[WHAT YOU HAVE TO DO] Return an exact copy of the lines from the one holding "the pale cloud" to the end of the data, including both the starting and final lines. Leave the pictures out.

[PROVIDED INFORMATION]
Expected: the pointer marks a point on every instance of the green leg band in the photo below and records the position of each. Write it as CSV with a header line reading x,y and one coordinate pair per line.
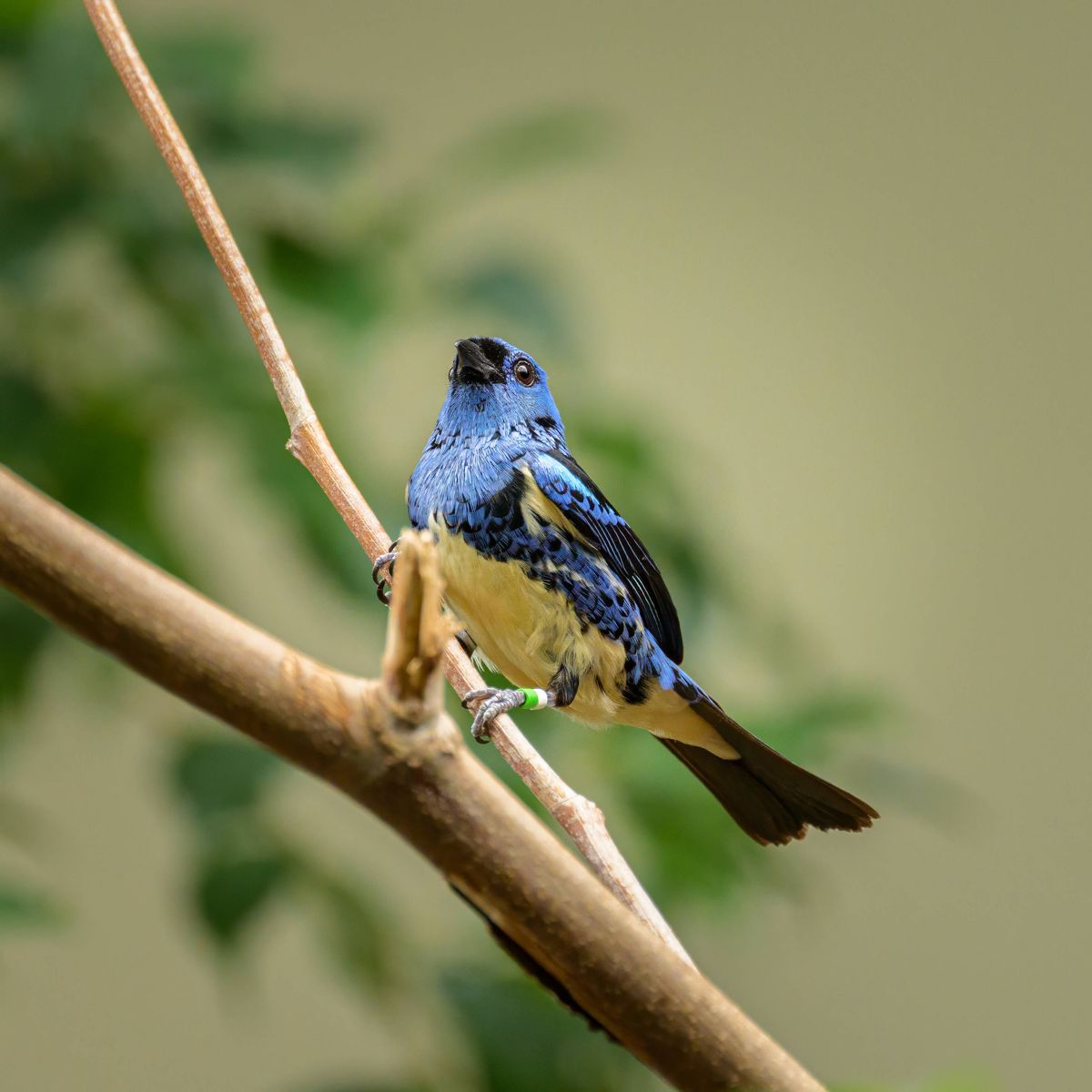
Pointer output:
x,y
534,699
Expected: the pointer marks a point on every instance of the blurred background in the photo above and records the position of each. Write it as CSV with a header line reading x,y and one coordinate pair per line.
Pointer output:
x,y
812,284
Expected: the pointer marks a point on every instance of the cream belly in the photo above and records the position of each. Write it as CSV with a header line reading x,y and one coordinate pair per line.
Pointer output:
x,y
528,631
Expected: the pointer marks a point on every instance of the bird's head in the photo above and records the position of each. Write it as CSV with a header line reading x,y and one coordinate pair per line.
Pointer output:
x,y
495,386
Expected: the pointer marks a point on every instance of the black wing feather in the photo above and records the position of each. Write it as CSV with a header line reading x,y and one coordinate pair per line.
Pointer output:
x,y
599,522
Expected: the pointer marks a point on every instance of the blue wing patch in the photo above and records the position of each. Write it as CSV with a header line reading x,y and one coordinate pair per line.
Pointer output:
x,y
562,480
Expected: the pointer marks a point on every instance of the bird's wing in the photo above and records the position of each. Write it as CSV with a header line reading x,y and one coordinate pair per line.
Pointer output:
x,y
562,480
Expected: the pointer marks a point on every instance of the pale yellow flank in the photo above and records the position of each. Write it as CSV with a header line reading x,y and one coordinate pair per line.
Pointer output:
x,y
528,631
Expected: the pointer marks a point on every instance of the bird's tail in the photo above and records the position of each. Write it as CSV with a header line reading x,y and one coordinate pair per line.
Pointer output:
x,y
771,798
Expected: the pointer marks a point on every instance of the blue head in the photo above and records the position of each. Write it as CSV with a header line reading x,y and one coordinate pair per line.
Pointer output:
x,y
496,387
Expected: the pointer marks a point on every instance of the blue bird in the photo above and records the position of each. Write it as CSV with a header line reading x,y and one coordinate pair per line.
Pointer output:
x,y
557,591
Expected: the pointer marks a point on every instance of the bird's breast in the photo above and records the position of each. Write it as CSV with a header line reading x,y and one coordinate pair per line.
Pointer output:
x,y
527,629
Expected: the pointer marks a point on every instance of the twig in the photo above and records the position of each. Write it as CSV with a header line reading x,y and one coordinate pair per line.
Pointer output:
x,y
350,733
580,818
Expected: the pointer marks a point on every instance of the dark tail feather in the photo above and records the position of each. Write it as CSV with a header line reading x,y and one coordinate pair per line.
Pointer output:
x,y
771,798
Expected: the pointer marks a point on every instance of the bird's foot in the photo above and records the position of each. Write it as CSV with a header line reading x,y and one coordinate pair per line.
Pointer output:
x,y
494,702
382,572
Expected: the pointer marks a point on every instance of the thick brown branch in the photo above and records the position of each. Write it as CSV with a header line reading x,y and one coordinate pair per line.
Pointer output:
x,y
421,781
580,818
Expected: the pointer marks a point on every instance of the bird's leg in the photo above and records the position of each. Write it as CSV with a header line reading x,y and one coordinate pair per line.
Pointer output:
x,y
495,700
382,571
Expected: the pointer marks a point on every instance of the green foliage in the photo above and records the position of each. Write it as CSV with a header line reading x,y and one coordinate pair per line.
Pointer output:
x,y
234,885
217,776
522,1038
23,907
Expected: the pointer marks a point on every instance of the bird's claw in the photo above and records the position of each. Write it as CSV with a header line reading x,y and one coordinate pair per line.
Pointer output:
x,y
382,581
494,702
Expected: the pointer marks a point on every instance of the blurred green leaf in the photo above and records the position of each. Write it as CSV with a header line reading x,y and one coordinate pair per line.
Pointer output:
x,y
517,147
200,71
355,931
25,907
234,887
22,634
523,1038
524,299
349,288
217,775
282,142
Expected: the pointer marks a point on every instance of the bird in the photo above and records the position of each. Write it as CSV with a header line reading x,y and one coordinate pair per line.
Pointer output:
x,y
555,590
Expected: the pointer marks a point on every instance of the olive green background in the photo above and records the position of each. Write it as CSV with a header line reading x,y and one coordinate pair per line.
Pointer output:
x,y
841,252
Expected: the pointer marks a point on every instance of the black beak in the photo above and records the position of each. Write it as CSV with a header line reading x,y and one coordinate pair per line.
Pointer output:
x,y
476,361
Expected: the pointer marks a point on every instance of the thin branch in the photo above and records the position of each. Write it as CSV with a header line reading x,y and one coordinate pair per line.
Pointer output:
x,y
580,817
416,776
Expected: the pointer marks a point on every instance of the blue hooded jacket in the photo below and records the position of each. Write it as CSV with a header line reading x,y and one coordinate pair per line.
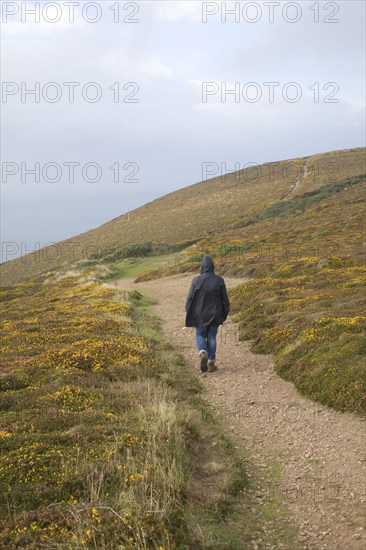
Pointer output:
x,y
207,302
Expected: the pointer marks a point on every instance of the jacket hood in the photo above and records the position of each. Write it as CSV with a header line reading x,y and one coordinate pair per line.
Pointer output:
x,y
207,265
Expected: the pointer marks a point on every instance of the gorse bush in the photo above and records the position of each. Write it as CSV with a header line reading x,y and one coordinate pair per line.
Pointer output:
x,y
315,324
92,445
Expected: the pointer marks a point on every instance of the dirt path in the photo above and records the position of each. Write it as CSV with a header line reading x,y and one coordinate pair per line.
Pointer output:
x,y
307,461
295,186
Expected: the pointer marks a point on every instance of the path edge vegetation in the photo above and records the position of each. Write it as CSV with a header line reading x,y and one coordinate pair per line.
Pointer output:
x,y
73,431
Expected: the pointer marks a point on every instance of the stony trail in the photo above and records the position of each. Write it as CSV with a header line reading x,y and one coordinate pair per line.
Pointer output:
x,y
306,461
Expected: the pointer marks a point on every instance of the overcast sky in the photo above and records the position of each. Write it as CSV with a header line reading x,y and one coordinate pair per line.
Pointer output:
x,y
156,109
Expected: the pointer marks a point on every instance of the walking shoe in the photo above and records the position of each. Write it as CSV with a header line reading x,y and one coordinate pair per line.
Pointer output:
x,y
203,361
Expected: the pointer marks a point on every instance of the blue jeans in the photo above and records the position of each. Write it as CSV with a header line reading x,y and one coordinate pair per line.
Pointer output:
x,y
206,340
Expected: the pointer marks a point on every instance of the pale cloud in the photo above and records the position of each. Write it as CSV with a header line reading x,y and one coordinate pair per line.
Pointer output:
x,y
174,10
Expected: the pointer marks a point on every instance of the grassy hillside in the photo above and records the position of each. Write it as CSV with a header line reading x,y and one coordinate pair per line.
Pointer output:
x,y
196,211
296,229
305,300
100,447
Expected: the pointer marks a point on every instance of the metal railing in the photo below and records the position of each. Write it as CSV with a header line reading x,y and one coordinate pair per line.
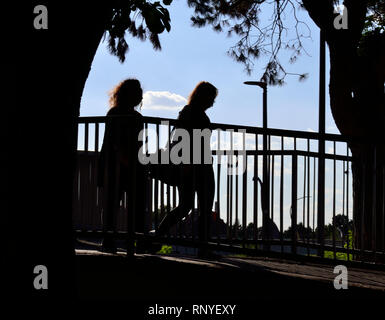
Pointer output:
x,y
267,195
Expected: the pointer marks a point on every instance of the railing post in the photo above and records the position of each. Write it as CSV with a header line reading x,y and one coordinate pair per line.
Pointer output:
x,y
294,196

[FINAL RESULT]
Expected: the pointer marks a point on every instance of the pale cloud in the photo above and records the position of each. Write it as CSV with a header line reading x,y and one coordinate pair per line.
Pointer output:
x,y
174,10
Expected: the pointer marks a point on every instance of the grassy hillside in the photo above and records the position of each. Write it as CSV with a header line reading x,y and one coordinate pair per line.
Pointer output:
x,y
196,211
296,229
305,300
100,447
Expected: the pointer marks a point on every instance of the metal railing in the photo below and records the position of each. Write it as CSV with a header line reading x,y and one coordinate pair per line.
Pointer output:
x,y
267,195
Expected: the pointer marks a point on every instance of the railing post in the photo above and records the position of each. Write it as CSV with a header line reading x,y and one coordinate pair per line.
Pointer output:
x,y
294,196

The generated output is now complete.